● **GIVEN PROBLEM**
Count the lines in the entries below that contain the word "eyeglasses", and give only the number.

● **SOURCE RECORDS**

☆ ☆ ☆

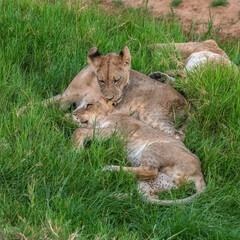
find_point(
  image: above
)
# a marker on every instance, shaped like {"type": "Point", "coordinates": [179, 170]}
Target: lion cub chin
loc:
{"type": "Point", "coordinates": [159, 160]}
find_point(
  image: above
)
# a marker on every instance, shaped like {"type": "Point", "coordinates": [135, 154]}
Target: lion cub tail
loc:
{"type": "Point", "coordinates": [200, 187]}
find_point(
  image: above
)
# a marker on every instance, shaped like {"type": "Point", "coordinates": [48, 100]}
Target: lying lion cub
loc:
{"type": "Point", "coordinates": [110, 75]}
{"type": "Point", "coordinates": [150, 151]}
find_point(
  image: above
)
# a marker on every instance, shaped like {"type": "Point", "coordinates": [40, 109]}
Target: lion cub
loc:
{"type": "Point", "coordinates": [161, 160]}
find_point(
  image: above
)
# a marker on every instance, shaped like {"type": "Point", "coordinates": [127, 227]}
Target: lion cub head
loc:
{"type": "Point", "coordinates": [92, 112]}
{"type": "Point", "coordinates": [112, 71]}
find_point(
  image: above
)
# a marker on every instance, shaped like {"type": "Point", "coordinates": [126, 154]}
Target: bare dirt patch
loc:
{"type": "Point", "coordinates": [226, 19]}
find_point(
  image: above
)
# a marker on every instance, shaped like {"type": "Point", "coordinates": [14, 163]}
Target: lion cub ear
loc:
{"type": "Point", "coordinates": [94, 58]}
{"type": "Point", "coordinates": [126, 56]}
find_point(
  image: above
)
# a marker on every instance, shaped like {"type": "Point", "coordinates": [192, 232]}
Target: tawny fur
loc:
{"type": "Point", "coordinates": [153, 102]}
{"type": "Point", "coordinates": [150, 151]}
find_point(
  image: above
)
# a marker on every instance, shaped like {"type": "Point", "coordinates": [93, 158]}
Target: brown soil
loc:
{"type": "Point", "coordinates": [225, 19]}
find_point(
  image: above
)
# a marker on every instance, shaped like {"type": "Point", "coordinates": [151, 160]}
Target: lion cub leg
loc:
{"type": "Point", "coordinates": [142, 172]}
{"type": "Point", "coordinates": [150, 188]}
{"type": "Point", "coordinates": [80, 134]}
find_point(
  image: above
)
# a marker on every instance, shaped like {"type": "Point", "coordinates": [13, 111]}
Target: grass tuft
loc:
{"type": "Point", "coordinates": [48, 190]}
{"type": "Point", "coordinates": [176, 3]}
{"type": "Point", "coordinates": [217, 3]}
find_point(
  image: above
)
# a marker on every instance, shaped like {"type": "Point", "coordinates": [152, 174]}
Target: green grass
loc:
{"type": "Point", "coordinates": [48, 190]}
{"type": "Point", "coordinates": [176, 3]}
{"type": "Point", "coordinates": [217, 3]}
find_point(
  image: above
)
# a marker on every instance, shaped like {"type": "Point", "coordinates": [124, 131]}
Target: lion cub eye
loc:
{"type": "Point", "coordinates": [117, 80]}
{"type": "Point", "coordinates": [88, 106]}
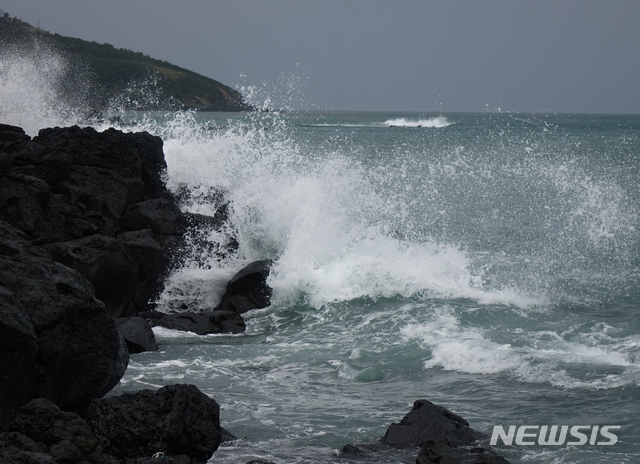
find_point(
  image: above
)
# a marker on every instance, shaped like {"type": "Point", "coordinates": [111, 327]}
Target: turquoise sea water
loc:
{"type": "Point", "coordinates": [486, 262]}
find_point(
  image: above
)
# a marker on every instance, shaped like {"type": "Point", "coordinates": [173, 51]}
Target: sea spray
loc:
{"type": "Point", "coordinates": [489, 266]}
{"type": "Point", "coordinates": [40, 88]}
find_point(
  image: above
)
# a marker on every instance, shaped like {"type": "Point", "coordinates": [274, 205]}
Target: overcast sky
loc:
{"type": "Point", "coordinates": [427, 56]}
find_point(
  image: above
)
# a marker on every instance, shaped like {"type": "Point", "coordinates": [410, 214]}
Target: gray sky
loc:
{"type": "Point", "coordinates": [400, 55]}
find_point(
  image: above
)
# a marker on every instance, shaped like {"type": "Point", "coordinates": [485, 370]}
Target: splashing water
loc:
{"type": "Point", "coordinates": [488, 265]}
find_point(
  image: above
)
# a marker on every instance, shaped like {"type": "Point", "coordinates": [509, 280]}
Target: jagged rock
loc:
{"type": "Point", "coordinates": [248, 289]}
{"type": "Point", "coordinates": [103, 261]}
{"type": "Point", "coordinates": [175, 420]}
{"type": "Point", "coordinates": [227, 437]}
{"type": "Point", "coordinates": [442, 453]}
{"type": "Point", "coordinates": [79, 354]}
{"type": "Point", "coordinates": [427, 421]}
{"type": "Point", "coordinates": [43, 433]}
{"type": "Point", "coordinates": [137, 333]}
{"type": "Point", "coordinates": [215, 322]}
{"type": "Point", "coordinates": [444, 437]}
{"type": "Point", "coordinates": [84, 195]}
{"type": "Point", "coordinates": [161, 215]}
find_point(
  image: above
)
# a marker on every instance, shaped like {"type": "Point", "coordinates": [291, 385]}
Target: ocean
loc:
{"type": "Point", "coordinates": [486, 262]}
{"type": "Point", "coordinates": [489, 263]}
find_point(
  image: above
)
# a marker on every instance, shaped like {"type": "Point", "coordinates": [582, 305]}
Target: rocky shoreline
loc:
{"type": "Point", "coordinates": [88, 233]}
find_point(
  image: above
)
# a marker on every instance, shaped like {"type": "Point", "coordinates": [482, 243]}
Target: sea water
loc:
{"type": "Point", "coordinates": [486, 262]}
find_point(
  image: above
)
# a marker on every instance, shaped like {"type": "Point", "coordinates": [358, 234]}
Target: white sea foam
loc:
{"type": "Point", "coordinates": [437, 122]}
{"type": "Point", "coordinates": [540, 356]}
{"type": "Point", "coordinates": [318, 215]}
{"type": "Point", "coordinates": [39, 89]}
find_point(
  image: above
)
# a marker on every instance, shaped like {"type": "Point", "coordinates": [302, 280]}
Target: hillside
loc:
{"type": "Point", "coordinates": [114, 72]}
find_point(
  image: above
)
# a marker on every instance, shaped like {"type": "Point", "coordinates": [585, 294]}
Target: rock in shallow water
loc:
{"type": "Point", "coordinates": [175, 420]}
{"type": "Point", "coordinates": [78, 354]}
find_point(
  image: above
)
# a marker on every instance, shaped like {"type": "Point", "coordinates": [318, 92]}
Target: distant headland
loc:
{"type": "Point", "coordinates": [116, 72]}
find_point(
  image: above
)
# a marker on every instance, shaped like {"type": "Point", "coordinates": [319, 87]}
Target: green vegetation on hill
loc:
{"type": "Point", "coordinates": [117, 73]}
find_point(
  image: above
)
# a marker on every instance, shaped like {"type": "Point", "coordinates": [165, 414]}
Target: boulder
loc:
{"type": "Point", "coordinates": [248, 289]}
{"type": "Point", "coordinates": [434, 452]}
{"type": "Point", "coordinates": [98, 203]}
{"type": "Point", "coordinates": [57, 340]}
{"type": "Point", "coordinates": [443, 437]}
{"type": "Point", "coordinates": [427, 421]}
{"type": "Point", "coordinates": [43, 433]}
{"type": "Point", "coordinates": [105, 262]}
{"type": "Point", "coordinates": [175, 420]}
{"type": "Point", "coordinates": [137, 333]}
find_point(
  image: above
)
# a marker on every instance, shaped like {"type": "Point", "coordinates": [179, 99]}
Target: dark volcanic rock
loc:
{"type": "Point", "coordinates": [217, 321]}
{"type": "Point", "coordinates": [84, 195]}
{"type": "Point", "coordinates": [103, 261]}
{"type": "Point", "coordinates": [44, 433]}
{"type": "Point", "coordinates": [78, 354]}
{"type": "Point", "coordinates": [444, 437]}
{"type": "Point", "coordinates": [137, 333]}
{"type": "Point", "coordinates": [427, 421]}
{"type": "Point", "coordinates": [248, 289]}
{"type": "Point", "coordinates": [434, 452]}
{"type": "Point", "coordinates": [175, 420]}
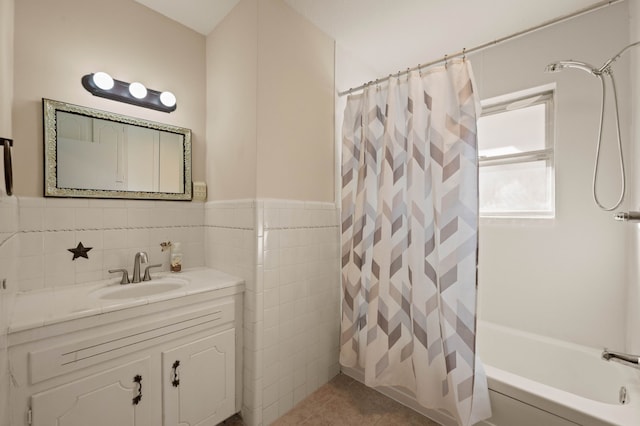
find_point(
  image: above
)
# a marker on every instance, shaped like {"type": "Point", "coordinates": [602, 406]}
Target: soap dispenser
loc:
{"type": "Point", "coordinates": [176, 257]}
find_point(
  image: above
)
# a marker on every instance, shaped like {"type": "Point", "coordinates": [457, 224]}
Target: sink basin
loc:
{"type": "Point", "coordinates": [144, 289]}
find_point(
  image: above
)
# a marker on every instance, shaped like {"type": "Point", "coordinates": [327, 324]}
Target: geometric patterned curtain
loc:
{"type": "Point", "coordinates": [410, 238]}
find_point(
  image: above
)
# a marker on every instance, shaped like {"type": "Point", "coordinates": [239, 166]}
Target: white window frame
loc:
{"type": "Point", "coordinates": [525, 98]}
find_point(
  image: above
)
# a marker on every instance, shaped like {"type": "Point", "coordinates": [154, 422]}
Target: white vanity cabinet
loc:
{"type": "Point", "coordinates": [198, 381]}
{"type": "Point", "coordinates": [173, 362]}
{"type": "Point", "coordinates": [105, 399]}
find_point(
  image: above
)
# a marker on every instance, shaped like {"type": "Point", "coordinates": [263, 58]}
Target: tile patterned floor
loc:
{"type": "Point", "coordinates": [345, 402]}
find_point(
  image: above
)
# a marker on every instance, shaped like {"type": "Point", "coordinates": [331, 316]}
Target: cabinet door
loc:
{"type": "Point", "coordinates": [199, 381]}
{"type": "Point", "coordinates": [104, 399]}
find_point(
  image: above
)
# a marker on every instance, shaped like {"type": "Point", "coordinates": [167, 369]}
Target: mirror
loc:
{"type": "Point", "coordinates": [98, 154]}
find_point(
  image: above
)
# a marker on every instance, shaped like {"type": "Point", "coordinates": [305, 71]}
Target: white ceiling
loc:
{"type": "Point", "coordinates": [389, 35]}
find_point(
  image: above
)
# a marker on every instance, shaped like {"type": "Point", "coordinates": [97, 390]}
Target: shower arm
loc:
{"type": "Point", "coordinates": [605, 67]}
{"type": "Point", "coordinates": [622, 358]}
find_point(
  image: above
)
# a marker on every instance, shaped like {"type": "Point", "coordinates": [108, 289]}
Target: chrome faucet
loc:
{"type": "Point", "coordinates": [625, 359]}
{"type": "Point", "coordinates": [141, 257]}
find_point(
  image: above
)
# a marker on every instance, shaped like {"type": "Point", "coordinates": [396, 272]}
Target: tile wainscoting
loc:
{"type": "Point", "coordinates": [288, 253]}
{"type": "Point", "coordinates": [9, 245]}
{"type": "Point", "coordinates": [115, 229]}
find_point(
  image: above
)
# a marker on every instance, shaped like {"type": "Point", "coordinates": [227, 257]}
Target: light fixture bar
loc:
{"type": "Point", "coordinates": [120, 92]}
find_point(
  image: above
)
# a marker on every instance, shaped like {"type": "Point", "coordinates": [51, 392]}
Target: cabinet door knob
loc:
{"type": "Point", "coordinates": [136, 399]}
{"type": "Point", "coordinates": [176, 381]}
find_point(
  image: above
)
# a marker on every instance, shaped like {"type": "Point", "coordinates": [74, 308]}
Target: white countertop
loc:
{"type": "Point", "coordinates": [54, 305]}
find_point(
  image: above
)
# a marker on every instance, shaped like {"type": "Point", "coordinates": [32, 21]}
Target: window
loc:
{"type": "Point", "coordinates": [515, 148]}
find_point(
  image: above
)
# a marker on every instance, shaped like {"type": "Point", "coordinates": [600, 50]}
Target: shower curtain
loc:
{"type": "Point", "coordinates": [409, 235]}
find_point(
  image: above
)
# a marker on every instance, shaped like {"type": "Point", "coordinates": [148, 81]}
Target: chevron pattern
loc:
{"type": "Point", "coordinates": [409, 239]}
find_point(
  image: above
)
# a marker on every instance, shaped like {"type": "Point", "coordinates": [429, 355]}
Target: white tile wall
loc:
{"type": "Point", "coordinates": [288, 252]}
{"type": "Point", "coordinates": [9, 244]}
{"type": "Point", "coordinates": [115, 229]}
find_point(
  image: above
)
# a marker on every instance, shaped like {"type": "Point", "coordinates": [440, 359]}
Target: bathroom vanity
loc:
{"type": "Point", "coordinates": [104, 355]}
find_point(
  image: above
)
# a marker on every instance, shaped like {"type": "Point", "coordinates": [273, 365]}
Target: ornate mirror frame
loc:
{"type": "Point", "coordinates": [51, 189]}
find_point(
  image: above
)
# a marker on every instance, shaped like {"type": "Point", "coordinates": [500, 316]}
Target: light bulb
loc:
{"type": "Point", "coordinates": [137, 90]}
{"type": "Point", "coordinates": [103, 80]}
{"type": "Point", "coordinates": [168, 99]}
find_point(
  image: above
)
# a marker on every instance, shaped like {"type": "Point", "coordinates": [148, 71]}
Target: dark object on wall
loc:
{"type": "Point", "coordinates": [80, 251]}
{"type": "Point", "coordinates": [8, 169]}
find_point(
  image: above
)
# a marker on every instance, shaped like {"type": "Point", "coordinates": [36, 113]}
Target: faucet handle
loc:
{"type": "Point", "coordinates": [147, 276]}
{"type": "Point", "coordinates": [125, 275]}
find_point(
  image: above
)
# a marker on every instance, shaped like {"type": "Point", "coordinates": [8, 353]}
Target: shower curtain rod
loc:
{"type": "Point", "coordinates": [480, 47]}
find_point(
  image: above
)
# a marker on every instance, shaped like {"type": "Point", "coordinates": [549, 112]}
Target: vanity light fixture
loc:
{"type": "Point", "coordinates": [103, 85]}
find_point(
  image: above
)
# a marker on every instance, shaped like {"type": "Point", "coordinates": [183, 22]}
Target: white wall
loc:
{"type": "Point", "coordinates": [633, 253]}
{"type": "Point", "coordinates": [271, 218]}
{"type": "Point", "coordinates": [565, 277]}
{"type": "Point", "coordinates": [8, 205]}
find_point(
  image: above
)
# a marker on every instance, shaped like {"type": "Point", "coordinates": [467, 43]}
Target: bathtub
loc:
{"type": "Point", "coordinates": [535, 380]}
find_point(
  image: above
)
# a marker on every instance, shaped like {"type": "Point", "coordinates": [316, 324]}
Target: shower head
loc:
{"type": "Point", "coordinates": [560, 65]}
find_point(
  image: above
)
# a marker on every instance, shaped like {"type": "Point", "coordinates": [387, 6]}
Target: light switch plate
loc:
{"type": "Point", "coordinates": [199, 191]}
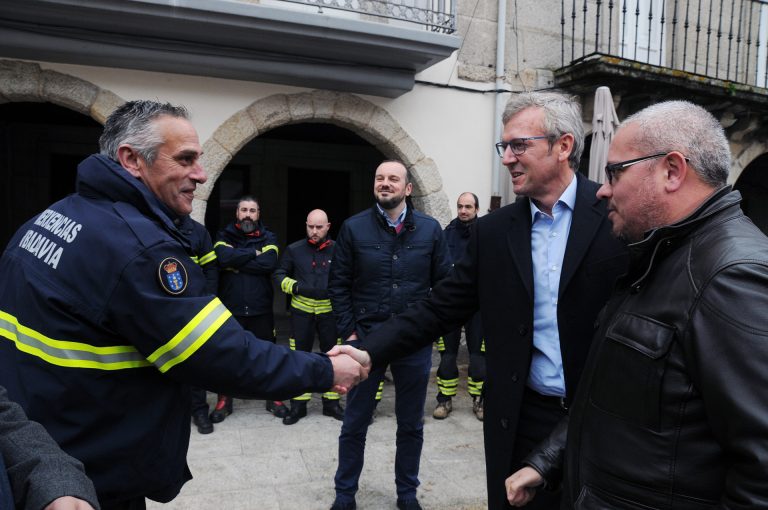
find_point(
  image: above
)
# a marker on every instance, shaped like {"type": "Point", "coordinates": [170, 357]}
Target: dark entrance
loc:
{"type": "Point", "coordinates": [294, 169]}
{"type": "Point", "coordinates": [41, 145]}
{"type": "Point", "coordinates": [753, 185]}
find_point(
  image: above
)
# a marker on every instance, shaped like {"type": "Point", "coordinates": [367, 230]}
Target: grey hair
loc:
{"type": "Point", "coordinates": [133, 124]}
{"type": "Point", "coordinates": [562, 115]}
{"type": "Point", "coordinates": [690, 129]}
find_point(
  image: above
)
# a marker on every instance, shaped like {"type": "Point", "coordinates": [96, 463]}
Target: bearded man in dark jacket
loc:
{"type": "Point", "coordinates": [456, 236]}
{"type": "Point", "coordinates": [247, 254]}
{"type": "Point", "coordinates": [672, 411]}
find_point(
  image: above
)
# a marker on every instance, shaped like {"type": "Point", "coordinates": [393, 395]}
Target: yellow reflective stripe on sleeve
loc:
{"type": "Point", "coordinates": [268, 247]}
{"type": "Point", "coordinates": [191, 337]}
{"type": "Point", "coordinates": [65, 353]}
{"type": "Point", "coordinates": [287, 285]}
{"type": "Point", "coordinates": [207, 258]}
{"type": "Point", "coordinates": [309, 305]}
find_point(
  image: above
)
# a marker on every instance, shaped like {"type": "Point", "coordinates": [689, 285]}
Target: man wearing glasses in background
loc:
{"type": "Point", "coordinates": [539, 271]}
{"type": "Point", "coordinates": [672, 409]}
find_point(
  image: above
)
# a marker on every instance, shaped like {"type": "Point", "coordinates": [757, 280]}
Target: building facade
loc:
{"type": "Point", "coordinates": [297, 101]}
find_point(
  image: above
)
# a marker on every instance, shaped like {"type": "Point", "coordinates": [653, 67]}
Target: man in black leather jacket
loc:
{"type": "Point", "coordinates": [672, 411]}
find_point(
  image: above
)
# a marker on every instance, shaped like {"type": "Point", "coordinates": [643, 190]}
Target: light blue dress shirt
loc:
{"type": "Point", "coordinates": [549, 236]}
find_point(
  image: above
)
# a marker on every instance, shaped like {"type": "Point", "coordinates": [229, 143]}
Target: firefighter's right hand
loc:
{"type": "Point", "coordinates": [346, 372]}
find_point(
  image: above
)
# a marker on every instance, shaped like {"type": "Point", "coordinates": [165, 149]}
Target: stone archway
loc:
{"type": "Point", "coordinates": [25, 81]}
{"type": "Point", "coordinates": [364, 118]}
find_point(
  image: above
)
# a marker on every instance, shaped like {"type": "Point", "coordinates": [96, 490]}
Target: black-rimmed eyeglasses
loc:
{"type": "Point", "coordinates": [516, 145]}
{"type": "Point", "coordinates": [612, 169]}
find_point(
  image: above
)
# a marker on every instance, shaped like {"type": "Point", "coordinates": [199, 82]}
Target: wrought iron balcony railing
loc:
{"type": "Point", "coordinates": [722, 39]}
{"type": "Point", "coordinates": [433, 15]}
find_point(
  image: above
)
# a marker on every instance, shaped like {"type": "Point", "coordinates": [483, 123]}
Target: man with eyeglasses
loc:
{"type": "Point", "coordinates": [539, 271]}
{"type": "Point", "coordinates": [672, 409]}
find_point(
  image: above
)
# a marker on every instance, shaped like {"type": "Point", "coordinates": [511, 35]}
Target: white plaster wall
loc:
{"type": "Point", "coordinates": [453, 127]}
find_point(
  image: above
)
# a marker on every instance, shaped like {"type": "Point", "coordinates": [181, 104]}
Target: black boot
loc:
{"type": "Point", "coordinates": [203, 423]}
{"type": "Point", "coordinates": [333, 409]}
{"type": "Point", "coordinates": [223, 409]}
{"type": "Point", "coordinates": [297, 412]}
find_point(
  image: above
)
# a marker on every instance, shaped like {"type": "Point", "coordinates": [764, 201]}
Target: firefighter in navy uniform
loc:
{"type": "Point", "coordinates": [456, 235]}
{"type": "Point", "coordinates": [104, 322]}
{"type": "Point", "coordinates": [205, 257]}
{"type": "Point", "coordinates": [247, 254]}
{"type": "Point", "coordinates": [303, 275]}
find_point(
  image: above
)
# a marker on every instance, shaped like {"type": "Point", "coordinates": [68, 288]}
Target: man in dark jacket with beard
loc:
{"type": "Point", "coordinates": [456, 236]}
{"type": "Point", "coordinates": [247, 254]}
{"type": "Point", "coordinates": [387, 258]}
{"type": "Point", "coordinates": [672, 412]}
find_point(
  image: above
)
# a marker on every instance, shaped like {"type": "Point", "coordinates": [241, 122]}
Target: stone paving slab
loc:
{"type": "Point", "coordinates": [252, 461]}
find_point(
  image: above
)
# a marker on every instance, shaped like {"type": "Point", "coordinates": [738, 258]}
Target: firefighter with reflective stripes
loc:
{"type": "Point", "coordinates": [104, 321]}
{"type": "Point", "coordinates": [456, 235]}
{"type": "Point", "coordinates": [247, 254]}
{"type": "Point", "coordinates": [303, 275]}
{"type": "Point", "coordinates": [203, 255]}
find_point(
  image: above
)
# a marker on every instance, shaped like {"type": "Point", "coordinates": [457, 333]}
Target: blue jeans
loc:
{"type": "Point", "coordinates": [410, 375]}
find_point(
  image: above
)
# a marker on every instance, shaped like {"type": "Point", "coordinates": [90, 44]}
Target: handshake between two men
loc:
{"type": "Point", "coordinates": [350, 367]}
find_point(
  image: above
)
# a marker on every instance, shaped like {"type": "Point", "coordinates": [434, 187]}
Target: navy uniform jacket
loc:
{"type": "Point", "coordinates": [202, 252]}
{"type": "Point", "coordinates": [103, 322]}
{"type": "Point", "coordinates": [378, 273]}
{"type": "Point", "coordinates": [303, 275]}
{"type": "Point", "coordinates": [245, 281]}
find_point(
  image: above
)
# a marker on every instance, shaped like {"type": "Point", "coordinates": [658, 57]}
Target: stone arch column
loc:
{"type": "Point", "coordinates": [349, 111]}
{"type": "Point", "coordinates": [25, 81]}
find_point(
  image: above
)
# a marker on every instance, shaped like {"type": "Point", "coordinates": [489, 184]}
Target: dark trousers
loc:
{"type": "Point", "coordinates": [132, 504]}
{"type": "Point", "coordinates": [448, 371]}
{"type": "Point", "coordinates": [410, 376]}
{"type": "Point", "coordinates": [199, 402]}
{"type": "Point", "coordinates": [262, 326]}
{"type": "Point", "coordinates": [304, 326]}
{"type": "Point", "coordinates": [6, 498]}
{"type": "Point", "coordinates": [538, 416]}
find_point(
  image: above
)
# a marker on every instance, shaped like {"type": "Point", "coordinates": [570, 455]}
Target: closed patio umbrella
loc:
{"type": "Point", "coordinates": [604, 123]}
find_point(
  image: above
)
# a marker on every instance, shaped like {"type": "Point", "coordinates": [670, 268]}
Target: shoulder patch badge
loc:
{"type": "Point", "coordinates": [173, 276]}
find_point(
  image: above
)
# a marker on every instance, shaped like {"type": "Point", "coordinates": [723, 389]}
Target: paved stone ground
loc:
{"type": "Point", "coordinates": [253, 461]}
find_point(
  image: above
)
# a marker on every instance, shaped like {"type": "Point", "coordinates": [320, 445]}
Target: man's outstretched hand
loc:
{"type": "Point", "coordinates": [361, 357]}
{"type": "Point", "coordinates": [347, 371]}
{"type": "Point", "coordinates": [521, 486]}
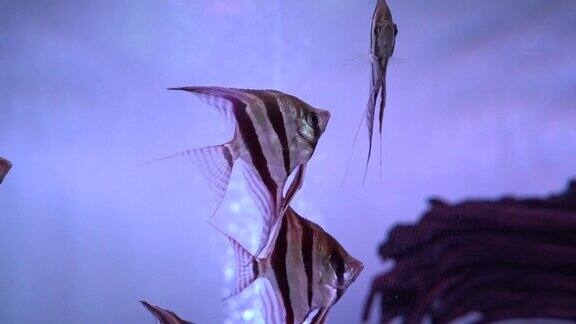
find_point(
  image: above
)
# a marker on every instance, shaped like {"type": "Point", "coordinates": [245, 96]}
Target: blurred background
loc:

☆ ☆ ☆

● **TASK ANSWER**
2